§ WHAT YOU ARE ASKED TO DO: Can you write out all the lines word for word, with no pictures?

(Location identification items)
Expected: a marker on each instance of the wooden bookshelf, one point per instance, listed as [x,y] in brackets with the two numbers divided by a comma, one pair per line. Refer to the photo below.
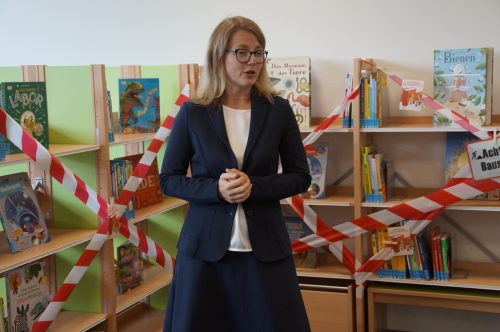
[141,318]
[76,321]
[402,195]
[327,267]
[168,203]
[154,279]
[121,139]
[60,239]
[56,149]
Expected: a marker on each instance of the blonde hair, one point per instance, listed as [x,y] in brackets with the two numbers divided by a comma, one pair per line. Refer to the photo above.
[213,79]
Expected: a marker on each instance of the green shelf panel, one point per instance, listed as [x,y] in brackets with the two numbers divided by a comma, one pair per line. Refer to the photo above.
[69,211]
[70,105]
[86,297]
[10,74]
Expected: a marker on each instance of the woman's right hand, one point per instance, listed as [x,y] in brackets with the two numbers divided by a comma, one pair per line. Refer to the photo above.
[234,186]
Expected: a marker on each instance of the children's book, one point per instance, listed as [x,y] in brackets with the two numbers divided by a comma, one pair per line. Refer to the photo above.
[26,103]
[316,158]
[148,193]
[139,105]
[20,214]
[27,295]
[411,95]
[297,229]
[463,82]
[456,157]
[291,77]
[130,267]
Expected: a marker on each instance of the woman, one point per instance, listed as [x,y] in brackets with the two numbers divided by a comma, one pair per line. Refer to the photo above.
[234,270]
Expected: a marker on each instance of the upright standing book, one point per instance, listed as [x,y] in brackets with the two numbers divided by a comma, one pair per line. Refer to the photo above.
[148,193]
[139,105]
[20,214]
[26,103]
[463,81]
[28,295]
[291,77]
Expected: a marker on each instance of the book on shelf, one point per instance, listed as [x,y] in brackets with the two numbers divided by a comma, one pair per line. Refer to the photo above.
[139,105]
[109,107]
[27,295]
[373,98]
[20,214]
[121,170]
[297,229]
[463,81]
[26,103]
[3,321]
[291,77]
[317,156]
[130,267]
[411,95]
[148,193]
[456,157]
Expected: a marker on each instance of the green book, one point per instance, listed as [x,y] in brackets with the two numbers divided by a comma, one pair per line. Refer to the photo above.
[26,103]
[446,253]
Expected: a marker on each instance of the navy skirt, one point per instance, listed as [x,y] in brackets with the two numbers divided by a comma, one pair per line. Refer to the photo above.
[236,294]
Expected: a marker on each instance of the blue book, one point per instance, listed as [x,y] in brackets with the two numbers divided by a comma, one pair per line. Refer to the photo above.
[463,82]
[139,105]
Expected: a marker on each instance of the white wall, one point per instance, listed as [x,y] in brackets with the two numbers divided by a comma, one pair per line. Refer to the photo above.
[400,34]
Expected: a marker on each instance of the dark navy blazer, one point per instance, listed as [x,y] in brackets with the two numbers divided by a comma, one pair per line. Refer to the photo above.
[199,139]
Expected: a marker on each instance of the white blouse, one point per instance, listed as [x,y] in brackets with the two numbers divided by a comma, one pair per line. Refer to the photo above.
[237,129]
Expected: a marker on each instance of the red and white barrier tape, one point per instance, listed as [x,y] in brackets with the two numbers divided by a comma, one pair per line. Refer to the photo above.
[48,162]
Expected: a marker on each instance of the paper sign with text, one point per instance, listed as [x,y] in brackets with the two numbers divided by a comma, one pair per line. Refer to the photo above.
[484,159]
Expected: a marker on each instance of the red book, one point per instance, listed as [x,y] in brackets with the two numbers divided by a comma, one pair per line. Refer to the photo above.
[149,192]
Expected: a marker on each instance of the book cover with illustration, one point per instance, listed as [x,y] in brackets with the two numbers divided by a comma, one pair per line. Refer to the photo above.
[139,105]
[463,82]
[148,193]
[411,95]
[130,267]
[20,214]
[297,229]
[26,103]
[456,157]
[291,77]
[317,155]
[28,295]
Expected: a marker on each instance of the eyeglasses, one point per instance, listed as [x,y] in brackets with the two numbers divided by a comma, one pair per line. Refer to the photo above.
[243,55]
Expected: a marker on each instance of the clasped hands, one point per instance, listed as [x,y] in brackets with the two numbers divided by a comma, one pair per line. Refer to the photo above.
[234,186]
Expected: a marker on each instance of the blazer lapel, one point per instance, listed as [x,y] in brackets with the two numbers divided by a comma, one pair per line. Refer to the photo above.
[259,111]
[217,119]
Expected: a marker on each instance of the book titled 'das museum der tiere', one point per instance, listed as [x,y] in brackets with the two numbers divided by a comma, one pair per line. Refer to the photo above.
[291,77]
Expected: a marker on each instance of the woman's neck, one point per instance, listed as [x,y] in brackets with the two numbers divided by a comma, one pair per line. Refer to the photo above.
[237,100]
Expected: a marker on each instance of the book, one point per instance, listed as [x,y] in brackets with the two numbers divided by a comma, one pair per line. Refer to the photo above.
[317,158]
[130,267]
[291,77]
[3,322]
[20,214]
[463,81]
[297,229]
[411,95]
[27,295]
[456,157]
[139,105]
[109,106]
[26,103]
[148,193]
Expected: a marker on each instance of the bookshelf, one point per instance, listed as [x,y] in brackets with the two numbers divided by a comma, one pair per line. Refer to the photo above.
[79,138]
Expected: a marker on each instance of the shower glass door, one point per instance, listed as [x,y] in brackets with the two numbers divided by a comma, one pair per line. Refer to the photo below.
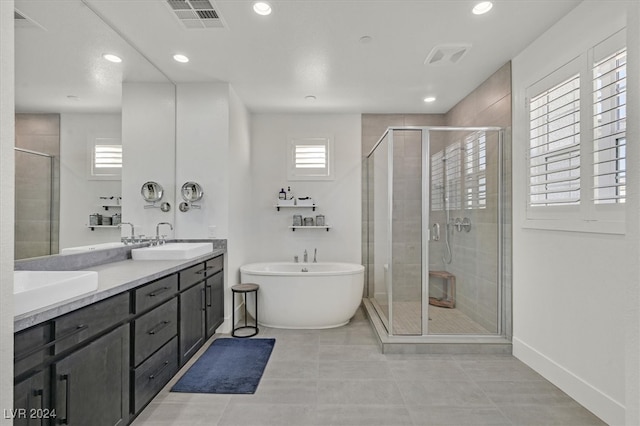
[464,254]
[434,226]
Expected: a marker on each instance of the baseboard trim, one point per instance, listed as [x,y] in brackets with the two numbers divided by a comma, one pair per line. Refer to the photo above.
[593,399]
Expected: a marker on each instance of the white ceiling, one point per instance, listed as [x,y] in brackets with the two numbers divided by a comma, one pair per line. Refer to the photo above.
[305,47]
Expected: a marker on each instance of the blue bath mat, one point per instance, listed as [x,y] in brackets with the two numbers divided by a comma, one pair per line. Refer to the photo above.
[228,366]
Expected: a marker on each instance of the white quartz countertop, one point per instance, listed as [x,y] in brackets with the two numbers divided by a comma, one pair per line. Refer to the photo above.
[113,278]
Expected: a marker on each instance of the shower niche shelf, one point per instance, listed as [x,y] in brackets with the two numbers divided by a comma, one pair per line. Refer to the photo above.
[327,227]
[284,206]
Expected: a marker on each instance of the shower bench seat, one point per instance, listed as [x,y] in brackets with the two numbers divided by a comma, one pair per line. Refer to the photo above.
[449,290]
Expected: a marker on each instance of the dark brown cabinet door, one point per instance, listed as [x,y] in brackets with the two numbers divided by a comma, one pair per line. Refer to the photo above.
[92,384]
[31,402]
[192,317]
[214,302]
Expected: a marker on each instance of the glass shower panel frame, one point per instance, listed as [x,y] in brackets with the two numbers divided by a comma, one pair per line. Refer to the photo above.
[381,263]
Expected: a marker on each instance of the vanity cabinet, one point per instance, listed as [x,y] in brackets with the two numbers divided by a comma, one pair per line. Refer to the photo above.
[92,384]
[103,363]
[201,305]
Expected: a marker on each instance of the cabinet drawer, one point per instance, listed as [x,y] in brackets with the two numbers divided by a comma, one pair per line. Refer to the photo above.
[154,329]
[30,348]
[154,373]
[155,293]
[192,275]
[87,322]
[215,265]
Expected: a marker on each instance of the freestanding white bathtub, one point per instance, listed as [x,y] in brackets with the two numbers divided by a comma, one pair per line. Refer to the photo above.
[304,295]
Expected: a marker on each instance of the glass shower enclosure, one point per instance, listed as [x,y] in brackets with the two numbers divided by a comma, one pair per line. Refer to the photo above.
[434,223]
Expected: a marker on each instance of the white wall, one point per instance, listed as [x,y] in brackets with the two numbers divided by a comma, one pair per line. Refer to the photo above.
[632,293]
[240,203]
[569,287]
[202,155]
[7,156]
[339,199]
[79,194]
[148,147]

§ WRITTEN RESPONSE:
Expected: a marker on each instance of the wooden bookshelf, one point per instance, listed as [x,y] in brackets with the two numbers divided by a comma, one pair per line. Refer to the photo below.
[141,318]
[76,321]
[402,195]
[327,267]
[168,203]
[154,279]
[121,139]
[60,239]
[56,149]
Expected: a marker on each instance of the blonde hair, one point per instance, listed as [x,y] in brackets with the two numbers divided by a comma, one pair per line. Refer to the photo above.
[213,79]
Expected: a marker on each instance of the green shelf panel, one point per instance, listed as [x,y] in brackets with the two numbers divided by a comma, one pair per line. Refer to the photo above.
[69,211]
[70,105]
[86,297]
[10,74]
Expected: a marker on each instance of the woman's right hand, one point per instance, listed as [x,y] in brackets with the two numbers divided by a comma, one pair per line. Refer to the photo above.
[234,186]
Expected: a marker on each instance of the children's book, one point per instance, listed as [x,y] in brackets with the two numbers divided by a comma, one pair per line. Refer to the photo above.
[26,103]
[316,158]
[148,193]
[139,105]
[20,214]
[27,295]
[411,95]
[297,229]
[463,82]
[456,157]
[291,77]
[130,267]
Expected: a marker on each instance of the woman, one point per instance, listed as [x,y] in brackets with the two numbers divided by a comma, one pair per line. Refer to the photo above.
[234,270]
Expected: a marker on each instance of the upright standing book, one point per instance, listed as [x,y] in brackets with the two numbers divided by a comma, one pair per line. Refer to the photo above.
[148,193]
[139,105]
[20,214]
[26,103]
[463,81]
[28,295]
[291,77]
Expected: a marker on each instance of the book on shelf, one point per instance, listed as [x,y] in brackets with the two numbers divided by a comma, one pair per line. Refer to the photo above.
[139,105]
[109,107]
[27,295]
[373,98]
[20,214]
[121,170]
[297,229]
[463,81]
[26,103]
[3,321]
[291,77]
[317,156]
[130,267]
[411,95]
[148,193]
[456,157]
Expected: a marker on each instance of the green book, one point per instance, listed as [x,y] in brackets with the two numbers divided by a comma, one pair per line. Refer to the photo above.
[26,103]
[446,253]
Expected: a marker on each instance of the navy skirt, one point per instance, listed as [x,y] in brackets with the two numbers divided by a comma, one pair per line. Refer to the photo above.
[236,294]
Expected: a marker on each instance of the blue book, one point per instance, listed as [x,y] in brackets with the two numbers divided by a comma, one pair per line. Refer to the photo above.
[463,82]
[139,105]
Expected: a marker on each instance of the white wall, one point per instance, listed as [x,y] in brackets with the two numbers divided by a comma, one pair per line. Refer to the photo above.
[400,34]
Expected: a marker on each instance of the dark navy blazer, one point per instance, listed as [x,y] in brackets with the two numbers divided by a comma, one pair per line. Refer to the photo above.
[199,139]
Expected: a marker on each instance of the white blouse, one point per instance, listed as [x,y] in brackets with the two numbers divided by a comma, one pair per line. Refer to the photo above.
[237,129]
Expected: a marker on each instance of the red and white barrier tape, one point per instance, listed as [x,y] in brackets with the two numbers divided by a comma, one pair per line. Refer to the photo above.
[48,162]
Expected: a marker on each instance of the paper sign with text, one point per instance, listed as [x,y] in brackets with the two numbers divided by a comma, one pair per line. Refer to the photo above.
[484,159]
Expected: a marker on each instance of the red book, one point per instance, listed as [x,y] in brackets with the two numbers divided by a comma, one pair per line. Refer to the photo above.
[149,192]
Expected: a marker on each instance of the book cover with illustration, one point per instance, listed as [x,y] in brackets with the two numbers divided by a comma, one pair per line. Refer to the photo above.
[139,105]
[463,82]
[148,193]
[411,95]
[130,267]
[20,214]
[297,229]
[26,103]
[456,157]
[291,77]
[317,155]
[28,295]
Expected: a marker on each instance of the eyeglasses, one point per instance, listed as [x,y] in brackets with the two numbers divided by a comma, one pair per line. Refer to the photo above.
[243,55]
Expected: a marker on each instance of the clasped hands, one point per instance, listed as [x,y] in brackets with the two numbers divided by a comma, one pair per line. Refer to the photo above.
[234,186]
Expected: a marker on each instance of the blazer lapel, one point per instance, listed as [x,y] in brackets with the two numbers divided by a comma, one pair per line. Refer to the photo above.
[259,111]
[217,119]
Expected: a marker on each instance of the book titled 'das museum der tiere', one point per instance, listed as [x,y] in brackets with the two numbers divided by a comma, one pair per line. Refer to the photo above.
[291,77]
Expected: a marker on each instance of the woman's neck, one point per instance, listed as [x,y] in brackets with the two numbers divided by a comma, one pair per line. Refer to the photo above.
[237,100]
Expected: a marker on each instance of the book, one point per instance, listed as [x,y] in brackets with the two numbers divided by a comma, one pair per line. Refer to the photo above.
[317,158]
[130,267]
[291,77]
[3,322]
[20,214]
[463,81]
[297,229]
[411,95]
[27,295]
[456,157]
[139,105]
[109,106]
[26,103]
[148,193]
Expected: a marker on each instance of the bookshelf, one point per instance, listed as [x,y] in brackets with the two numbers divided by a comma, one pair per line. Refer to the photo above.
[79,138]
Expected: a marker on each instance of the shower glass door, one point per instance, listed as [x,y] in brackets with the two numbers divided by a comma, one pair per line. Refer to the photo below.
[464,254]
[434,226]
Expected: a marker on each instance of the baseboard trim, one point per instance, listed as [x,y] in brackets with the two numbers divided by a comma, one pair per line. Refer to the photo above.
[593,399]
Expected: a marker on each instance of the white ceiling, one point per instance, listed as [x,y] in brackets with the two numbers divided by a comma, one pair per line. Refer to the photo above.
[305,47]
Expected: a marker on each instance of the blue bath mat, one point per instance, listed as [x,y] in brackets with the two numbers divided by a comma, one pair per line. Refer to the photo above.
[228,366]
Expected: a marker on each instance of the white quartz countertop, one point per instance, listed as [x,y] in brackets with the two numbers divided by a comma, one pair per line. Refer to the photo above.
[113,278]
Expected: a marker on each instance of the shower niche shelf, one point per instance, listed as [x,y] in brackets with the two numbers divided by a comma, one pair per line. Refer to the photo above.
[327,227]
[284,206]
Expected: a marker on each instance of the shower bench seat, one point per instance, listed as [x,y] in brackets with the two numbers divided by a comma, one pair per line. Refer to the photo above.
[449,290]
Expected: a marker on each instance of the dark brown cabinet door, one point per instance, listed as [x,y] in brackets with the two numbers divided by a comma, one pair per line. Refer to the photo above.
[92,384]
[31,402]
[192,317]
[214,302]
Expected: a marker on each instance of the glass shower panel frame, one point per instance, listed as [x,y] in brackets with the two numbers divided by a comma, one pair per line. Refer to the photo above.
[381,263]
Expected: a marker on each instance of the vanity cabinet, one point per instance, listed as [x,y] in brackets with the two numbers divided by a comma, one pair per line. Refer to the photo above.
[92,384]
[103,363]
[201,305]
Expected: a marker on each instance of the cabinet drawer, one point per instance, listed as [x,y] in brackets with the two numbers divided by a comma, one pair per line. Refer to the photo above.
[154,329]
[30,348]
[154,373]
[155,293]
[192,275]
[87,322]
[215,265]
Expected: a marker on each instance of the freestanding white bathtub, one point per instance, listed as [x,y] in brackets with the two numbers divided by a comma, one pair per line. Refer to the photo above.
[304,295]
Expected: a marker on each instance of the glass shower enclosure, one point per instance, listed as [x,y] in brackets with the two numbers divided by a comma, one pair per line. Refer to the photo above.
[434,223]
Expected: a marker on each instance of the white wall, one point per instance, listed as [x,y] in brackets with the two numbers divided by a comma, one pair per line. Refer to the photo above.
[632,293]
[240,203]
[569,287]
[202,155]
[7,156]
[339,199]
[79,194]
[148,147]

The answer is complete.